• _Direction 1_
In the passage below on machine learning and educational data mining, change "academic records" to "school records" and write out the part between "They are busy" and "their academic records.", inclusive.

• _Passage provided_
/---
Machine Learning Basics
Definition : A common definition of machine learning is (Mitchell, 1997): “A computer program is said to learn from experience E with respect to some class of tasks T and performance measure P if its performance at tasks in T, as measured by P, improves with experience E.”
The act of creating a prediction model from previously known data is called training, and such data is called the training data or a training set. After the model is created, it must be applied to another data set to test its effectiveness. Data used for such purpose is called test data or test set.
Educational Data Mining
Data mining is a process of sorting data and extracting information from existing databases. With the help of pattern mining and data analysis, hidden information can be obtained from huge datasets. The strategy of data mining is now applied in the field of education by researchers.
They are busy in exploiting a lot of dimensions in education sector. This is now known as educational data mining. Data mining is being applied in educational sector by considering the performance of students and finding the position of students by using their academic records.
\---
• _Data in this exercise_
/---
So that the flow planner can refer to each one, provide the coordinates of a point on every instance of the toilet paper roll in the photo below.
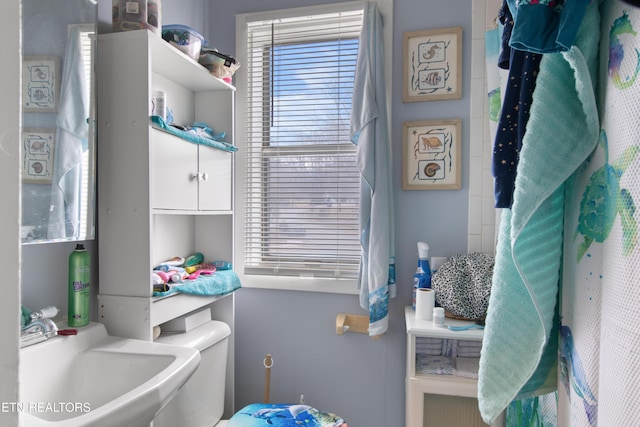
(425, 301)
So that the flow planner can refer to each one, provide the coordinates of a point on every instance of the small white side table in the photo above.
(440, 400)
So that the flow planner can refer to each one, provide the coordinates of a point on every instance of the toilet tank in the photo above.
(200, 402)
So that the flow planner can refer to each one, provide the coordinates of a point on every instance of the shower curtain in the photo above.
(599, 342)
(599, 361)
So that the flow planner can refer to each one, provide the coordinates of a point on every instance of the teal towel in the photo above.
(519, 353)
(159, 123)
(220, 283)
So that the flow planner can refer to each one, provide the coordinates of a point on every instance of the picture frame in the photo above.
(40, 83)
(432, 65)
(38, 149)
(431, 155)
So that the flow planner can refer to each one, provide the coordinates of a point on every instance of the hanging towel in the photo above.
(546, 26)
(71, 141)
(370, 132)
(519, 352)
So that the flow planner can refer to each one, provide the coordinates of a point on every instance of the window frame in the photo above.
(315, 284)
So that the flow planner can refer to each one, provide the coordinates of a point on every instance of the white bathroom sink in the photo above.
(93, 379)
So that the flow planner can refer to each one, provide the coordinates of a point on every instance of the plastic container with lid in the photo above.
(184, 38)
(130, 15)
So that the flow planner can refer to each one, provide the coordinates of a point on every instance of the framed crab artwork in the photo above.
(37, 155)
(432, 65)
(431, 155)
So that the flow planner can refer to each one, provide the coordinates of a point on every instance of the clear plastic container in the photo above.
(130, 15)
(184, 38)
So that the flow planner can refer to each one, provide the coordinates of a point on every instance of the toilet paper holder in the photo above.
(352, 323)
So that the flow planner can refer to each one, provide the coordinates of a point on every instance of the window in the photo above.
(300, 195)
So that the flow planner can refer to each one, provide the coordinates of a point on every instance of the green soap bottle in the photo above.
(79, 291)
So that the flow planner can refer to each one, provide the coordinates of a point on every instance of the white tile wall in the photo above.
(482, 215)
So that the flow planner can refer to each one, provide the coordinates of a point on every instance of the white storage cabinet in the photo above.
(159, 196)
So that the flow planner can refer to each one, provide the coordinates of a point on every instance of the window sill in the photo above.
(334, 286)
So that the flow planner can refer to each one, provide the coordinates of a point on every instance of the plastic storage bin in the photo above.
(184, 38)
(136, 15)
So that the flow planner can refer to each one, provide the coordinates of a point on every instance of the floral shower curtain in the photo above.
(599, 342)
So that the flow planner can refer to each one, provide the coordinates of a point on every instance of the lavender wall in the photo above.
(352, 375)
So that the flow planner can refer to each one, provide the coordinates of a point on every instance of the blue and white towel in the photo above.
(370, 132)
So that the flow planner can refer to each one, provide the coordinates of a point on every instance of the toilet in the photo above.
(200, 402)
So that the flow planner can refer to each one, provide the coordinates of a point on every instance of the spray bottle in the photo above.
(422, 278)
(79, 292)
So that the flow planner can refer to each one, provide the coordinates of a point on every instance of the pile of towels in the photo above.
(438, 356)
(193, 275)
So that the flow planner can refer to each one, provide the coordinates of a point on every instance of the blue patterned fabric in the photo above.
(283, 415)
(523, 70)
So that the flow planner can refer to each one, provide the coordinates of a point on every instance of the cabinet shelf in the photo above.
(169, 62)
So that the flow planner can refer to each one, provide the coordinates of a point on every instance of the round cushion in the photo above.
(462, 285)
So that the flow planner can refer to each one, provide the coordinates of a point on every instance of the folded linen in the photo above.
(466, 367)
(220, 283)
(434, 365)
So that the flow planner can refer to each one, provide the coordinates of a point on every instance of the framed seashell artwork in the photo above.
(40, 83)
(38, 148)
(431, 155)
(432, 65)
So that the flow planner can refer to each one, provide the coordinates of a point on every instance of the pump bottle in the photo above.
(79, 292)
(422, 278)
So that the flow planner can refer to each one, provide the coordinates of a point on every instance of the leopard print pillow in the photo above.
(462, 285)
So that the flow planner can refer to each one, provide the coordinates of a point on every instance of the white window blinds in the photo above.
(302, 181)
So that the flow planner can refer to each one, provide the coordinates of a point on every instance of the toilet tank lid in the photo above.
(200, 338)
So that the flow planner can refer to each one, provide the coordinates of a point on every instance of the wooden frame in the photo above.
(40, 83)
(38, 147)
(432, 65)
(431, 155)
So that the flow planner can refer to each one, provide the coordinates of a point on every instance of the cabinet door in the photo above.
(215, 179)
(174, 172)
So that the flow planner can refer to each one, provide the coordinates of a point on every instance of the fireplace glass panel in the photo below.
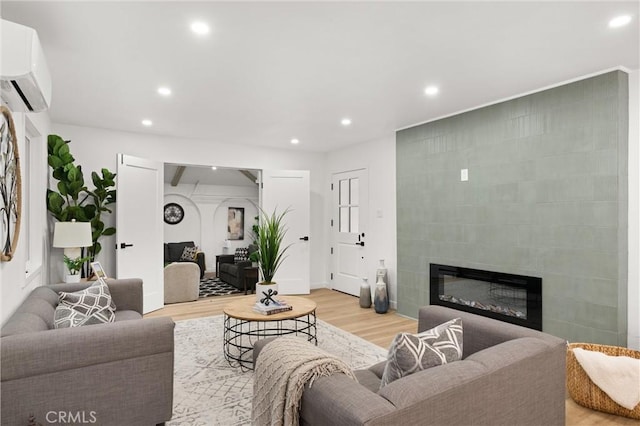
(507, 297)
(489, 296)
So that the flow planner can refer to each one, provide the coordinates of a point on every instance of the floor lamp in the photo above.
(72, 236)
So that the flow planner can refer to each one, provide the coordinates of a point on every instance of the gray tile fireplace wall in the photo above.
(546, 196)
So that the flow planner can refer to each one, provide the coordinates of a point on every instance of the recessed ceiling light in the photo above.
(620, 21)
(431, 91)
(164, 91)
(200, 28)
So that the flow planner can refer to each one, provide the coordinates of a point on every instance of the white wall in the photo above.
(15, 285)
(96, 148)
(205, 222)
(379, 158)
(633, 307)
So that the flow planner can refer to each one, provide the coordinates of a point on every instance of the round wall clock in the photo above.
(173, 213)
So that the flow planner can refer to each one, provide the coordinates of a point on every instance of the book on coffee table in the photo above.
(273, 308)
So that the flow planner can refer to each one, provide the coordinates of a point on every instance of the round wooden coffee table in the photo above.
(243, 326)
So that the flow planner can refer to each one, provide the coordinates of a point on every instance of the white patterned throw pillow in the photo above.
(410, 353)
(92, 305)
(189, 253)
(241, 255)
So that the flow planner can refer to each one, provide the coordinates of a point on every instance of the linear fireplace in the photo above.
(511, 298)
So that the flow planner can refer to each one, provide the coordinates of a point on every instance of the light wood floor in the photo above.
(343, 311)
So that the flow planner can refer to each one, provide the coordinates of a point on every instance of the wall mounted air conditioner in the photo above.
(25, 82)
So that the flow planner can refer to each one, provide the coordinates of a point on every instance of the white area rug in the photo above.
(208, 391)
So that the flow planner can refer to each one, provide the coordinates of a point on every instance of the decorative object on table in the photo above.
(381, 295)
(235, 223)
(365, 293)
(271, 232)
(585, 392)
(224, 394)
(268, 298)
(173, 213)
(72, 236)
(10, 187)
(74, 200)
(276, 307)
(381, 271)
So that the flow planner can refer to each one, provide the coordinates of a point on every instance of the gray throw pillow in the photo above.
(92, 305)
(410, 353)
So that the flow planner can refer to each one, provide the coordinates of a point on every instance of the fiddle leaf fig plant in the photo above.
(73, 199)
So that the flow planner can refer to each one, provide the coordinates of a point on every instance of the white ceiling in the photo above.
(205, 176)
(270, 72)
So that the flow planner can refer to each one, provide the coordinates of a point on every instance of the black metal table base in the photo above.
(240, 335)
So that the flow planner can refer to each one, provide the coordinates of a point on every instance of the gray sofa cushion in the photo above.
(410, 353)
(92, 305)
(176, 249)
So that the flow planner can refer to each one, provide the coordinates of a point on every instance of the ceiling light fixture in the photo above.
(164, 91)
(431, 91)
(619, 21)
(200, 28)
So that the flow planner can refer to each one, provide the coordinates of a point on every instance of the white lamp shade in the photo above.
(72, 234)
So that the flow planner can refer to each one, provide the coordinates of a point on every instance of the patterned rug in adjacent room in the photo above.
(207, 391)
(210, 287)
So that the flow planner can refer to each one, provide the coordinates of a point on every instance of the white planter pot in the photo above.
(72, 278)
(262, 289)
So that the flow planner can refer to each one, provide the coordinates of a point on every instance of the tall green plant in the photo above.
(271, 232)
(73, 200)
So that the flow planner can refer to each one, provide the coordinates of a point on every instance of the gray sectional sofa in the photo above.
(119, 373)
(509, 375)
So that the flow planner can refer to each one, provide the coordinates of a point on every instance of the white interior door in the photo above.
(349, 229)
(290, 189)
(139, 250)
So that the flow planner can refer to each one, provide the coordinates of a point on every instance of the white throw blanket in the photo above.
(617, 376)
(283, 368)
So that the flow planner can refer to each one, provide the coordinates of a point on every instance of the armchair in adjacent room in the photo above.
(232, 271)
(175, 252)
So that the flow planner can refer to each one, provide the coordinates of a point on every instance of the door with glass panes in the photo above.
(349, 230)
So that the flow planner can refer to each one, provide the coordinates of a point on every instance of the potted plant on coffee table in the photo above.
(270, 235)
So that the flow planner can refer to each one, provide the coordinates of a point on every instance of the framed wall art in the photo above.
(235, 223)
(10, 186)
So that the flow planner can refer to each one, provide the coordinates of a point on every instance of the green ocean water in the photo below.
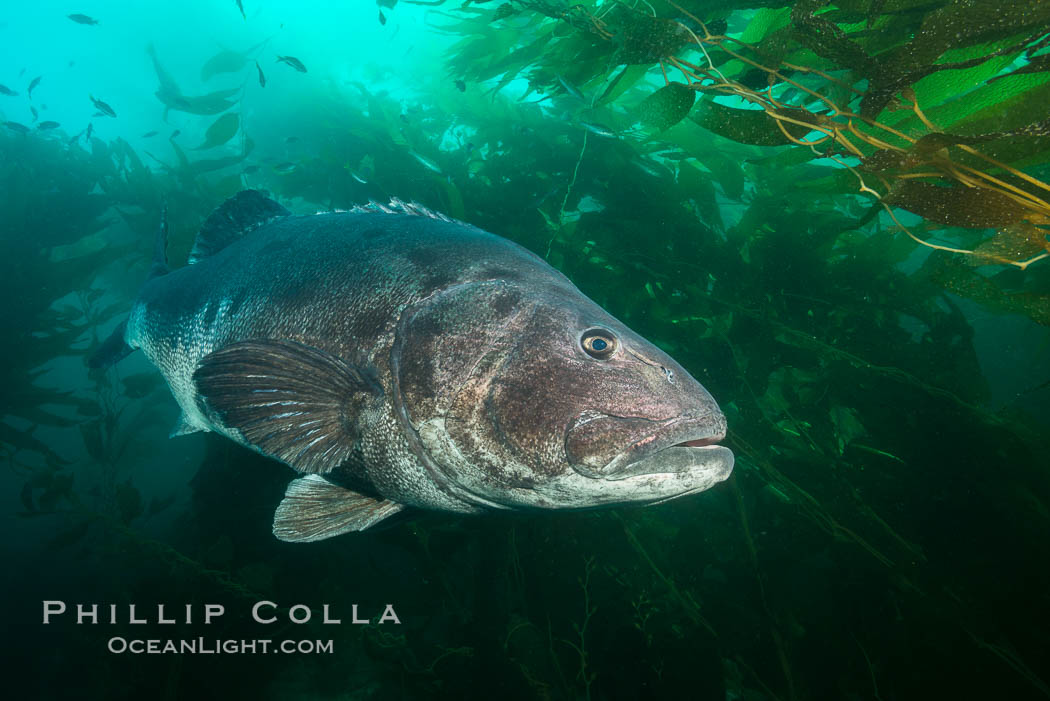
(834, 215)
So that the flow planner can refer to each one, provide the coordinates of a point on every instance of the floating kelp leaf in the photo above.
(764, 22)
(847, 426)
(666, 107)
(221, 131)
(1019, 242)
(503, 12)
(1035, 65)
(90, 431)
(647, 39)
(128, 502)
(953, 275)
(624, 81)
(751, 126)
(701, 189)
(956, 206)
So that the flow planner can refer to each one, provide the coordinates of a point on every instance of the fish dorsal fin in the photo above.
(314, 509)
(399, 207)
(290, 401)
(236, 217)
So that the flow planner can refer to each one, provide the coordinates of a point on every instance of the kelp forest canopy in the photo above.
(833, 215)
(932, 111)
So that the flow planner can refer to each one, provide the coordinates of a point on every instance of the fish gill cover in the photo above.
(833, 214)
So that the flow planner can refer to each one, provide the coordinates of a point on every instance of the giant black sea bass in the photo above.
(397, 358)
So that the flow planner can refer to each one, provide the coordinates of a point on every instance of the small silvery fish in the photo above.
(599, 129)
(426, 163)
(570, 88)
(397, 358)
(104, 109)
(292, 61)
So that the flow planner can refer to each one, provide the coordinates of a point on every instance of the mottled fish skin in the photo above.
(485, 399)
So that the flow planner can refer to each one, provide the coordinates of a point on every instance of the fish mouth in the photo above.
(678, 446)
\---
• _Direction 2_
State only the number of lines in the listing above that contain the string "wooden", treating uppercase and lowercase as different.

• _Finished answer 1_
They are busy in exploiting a lot of dimensions in education sector. This is now known as educational data mining. Data mining is being applied in educational sector by considering the performance of students and finding the position of students by using their school records.

• _Finished answer 2_
2